● What you are asked to do: Turn the entries below into a two-column CSV with the headers "prompt" and "box". Give one row per entry, with its text under "prompt" and its answer under "box", each field in double quotes and any line breaks replaced by spaces, and leave out the pictures.

● Records to use:
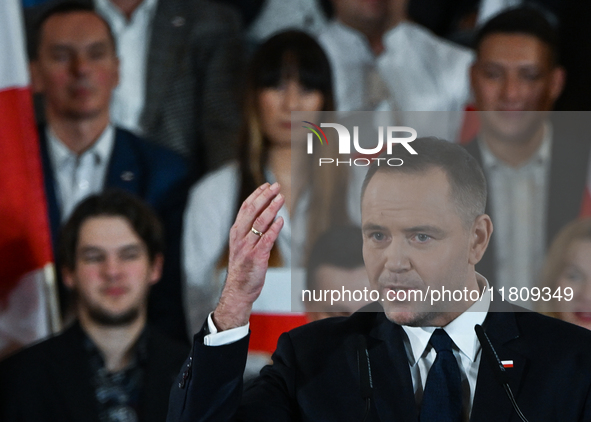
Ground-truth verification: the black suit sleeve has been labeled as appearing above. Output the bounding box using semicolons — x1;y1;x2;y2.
167;330;298;422
166;329;250;422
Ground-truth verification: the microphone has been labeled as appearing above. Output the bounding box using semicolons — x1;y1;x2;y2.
474;324;528;422
355;334;373;421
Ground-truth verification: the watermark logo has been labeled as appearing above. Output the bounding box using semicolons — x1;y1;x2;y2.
302;120;328;147
303;121;417;155
302;121;417;167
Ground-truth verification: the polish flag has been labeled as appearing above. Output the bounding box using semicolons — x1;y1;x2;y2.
0;0;59;357
249;268;308;356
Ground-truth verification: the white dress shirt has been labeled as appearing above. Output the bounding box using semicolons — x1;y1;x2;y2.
203;273;491;421
478;123;552;305
318;20;474;141
95;0;158;135
402;274;490;420
46;124;115;222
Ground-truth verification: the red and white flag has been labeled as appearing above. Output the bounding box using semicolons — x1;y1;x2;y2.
0;0;56;357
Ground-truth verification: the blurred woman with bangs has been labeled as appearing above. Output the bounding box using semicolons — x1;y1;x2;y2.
183;31;359;340
537;217;591;330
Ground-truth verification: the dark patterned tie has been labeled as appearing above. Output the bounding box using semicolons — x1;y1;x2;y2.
420;328;462;422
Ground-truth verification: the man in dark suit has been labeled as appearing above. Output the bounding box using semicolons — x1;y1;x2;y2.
27;0;244;173
466;7;591;287
31;4;189;339
168;138;591;422
0;190;188;422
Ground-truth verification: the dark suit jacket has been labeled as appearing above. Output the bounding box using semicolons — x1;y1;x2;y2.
39;127;189;341
25;0;245;173
167;306;591;422
141;0;245;176
465;112;591;285
0;323;188;422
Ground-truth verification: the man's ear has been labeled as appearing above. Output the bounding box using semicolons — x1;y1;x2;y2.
468;214;493;265
29;60;45;94
150;253;164;284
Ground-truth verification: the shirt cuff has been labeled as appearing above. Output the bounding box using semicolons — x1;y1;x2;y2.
203;312;250;346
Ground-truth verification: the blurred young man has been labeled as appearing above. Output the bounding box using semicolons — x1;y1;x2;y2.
466;7;591;288
31;3;189;338
0;191;187;422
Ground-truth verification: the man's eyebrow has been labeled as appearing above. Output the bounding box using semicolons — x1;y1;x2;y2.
361;223;386;231
404;224;445;236
79;245;103;254
117;243;142;252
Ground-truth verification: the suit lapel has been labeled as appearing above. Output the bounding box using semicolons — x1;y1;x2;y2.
141;0;192;127
470;312;532;421
105;129;144;196
367;312;418;422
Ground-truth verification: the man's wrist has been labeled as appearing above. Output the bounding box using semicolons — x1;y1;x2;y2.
212;297;252;332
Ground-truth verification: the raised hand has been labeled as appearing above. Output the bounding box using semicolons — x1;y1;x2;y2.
213;183;285;331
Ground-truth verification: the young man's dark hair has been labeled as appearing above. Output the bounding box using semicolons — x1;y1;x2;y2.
474;6;560;66
27;1;117;60
361;138;487;225
59;189;164;270
306;226;364;290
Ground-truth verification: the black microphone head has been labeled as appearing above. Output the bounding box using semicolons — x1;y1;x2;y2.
355;334;373;399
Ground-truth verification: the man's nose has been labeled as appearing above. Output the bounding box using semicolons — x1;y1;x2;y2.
102;256;122;280
72;54;91;75
503;75;523;102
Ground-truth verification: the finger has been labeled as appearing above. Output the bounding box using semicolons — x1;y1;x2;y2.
252;194;285;240
235;183;280;239
254;217;284;259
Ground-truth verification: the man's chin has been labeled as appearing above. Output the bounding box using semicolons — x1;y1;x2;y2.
87;307;140;327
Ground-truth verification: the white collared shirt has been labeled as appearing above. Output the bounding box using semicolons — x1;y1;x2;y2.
95;0;158;135
45;124;115;222
478;123;552;298
402;274;490;420
318;20;474;141
203;273;491;421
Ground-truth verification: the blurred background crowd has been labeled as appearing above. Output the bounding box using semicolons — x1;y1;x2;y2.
0;0;591;421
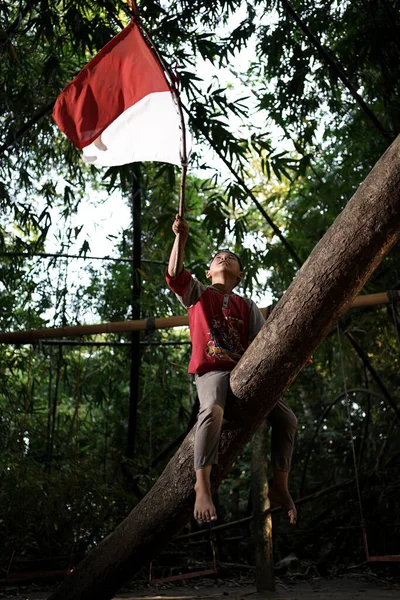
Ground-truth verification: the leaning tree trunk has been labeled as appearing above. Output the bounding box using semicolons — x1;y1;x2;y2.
49;137;400;600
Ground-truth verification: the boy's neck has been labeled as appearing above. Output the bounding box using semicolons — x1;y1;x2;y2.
211;277;237;294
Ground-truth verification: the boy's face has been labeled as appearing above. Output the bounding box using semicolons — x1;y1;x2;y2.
206;252;244;283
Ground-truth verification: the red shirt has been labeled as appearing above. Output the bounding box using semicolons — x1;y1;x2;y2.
166;270;264;374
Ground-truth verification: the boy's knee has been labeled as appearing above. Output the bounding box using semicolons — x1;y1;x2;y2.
199;404;224;421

● Completed exercise:
prompt,box
"Ground-truth verification: the black suit sleeve has been labeled as appearing above. Output the bounding box using semicolons — x1;y1;x2;y2.","167;330;298;422 166;329;250;422"
"Ground-truth verification: the microphone has been labeled as appearing above. Output the bounding box using semicolons — x1;y1;x2;y2.","474;324;528;422 355;334;373;421"
"Ground-truth verification: the watermark logo has been labeled as appearing above. Output the bounding box using semicolons — x1;y1;x2;y2.","302;120;328;147 303;121;417;155 302;121;417;167"
"Ground-truth verification: the polish flag has been labeled as appearing above. Output the bounding box using semicolons — x1;y1;x2;y2.","0;0;59;357 249;268;308;356"
"Ground-truth verification: the white dress shirt has been labeled as appearing above. Output the bounding box using semicolons — x1;y1;x2;y2.","203;273;491;421 478;123;552;305 318;20;474;141 95;0;158;135 402;274;490;420 46;124;115;222"
"Ground-truth verification: the red and white flag has been labeled as appearing above. Output the bounding box using semicolons — x1;y1;x2;y2.","0;0;56;357"
"Ground-truth verification: the blurred woman with bangs has been labeled as appearing above. Output the bounding box using semicolons — x1;y1;x2;y2.","183;31;359;340 537;217;591;330"
"Ground-truth verification: the dark patterned tie has been labeled as appearing above. Output the bounding box using semicolons — x1;y1;x2;y2.","420;328;462;422"
"Ground-truth verification: the man in dark suit has been labeled as appearing above. Output the bounding box using semicolons — x1;y1;x2;y2.","27;0;244;173 466;7;591;287 31;4;189;339 168;138;591;422 0;190;188;422"
"Ground-truth verification: the dark suit jacket has been labeled as appearing above. Output the bounding box using semicolons — x1;y1;x2;y2.","39;127;189;341 25;0;245;173 167;306;591;422 141;0;245;176 465;112;591;285 0;323;188;422"
"Ground-truth verification: the man's ear has been labeled as appearing above. Output the bounding box using semicolons — x1;y1;x2;y2.","468;214;493;265 29;60;45;94 150;253;164;284"
"Ground-truth verification: the shirt cuff has been labeled as appearing above. Output the bounding box using semicolons — x1;y1;x2;y2.","203;312;250;346"
"Ground-truth verification: the blurred young man has been labeled as appearing above. Output the bounding box using semicolons — x1;y1;x2;y2.","466;7;591;288 31;3;189;338 0;191;187;422"
"Ground-truth verification: the man's eyebrow has been labeled as appearing above. Output the bounding box using semicolons — x1;y1;x2;y2.","361;223;386;231 404;224;445;236 79;245;103;254 117;243;142;252"
"Ground-truth verification: the suit lapel has been labeled as appearing above. Output the bounding box using semicolons — x1;y1;x2;y2.","141;0;192;127 470;312;532;421 105;129;144;196 367;312;418;422"
"Ground-truth verification: the man's wrist has been labeled as appearing above. Output the bounding box using semicolons — x1;y1;x2;y2.","212;297;252;332"
"Ground-truth verification: the raised hand has been labeled as appearing above. Output the bounding box using semicolons — x1;y1;x2;y2.","213;183;285;331"
"Ground-truth verification: the young man's dark hair has been labeled as appearing above. Output the bounding box using semicolons — x1;y1;x2;y2.","474;6;560;66 27;1;117;60 361;138;487;225 59;189;164;270 306;226;364;290"
"Ground-truth verification: the black microphone head has been labeled as appearing above. Output the bounding box using semicolons — x1;y1;x2;y2.","355;334;373;399"
"Ground-truth verification: the man's nose has been labeled as appearing above. Output the bounding box using semicolons — x1;y1;x2;y2.","102;256;122;280 72;54;91;75 503;75;523;102"
"Ground-truth verification: the finger has been labeled as appearing above. Output the bounding box using semicolons — x1;y1;x2;y2.","252;194;285;240 235;183;280;239 254;217;284;259"
"Ground-truth verification: the man's chin has been labeled as appearing above. Output the bounding box using semicolons — x1;y1;x2;y2.","87;307;140;327"
"Ground-truth verification: the white collared shirt has been labeled as appearing above. Output the bounding box using semicolons — x1;y1;x2;y2.","95;0;158;135 45;124;115;222 478;123;552;298 402;274;490;420 318;20;474;141 203;273;491;421"
"Ground-truth verification: the blurred background crowd has been labeled as appearing above. Output the bounding box using semicolons — x1;y1;x2;y2.","0;0;591;421"
"Ground-truth verification: the leaning tree trunk has been labeled as appearing above. Output the bounding box using semicolons — x1;y1;x2;y2.","49;137;400;600"
"Ground-truth verification: the boy's neck has been labeled as appearing above. Output the bounding box using semicolons — x1;y1;x2;y2.","211;277;237;294"
"Ground-truth verification: the boy's face has been labeled as appearing above. Output the bounding box using semicolons — x1;y1;x2;y2.","206;252;244;283"
"Ground-truth verification: the red shirt has been labeled as appearing above. Output the bounding box using semicolons — x1;y1;x2;y2.","166;270;264;374"
"Ground-truth verification: the boy's knee has been labeled as appearing above. Output the bounding box using semicolons — x1;y1;x2;y2.","199;404;224;421"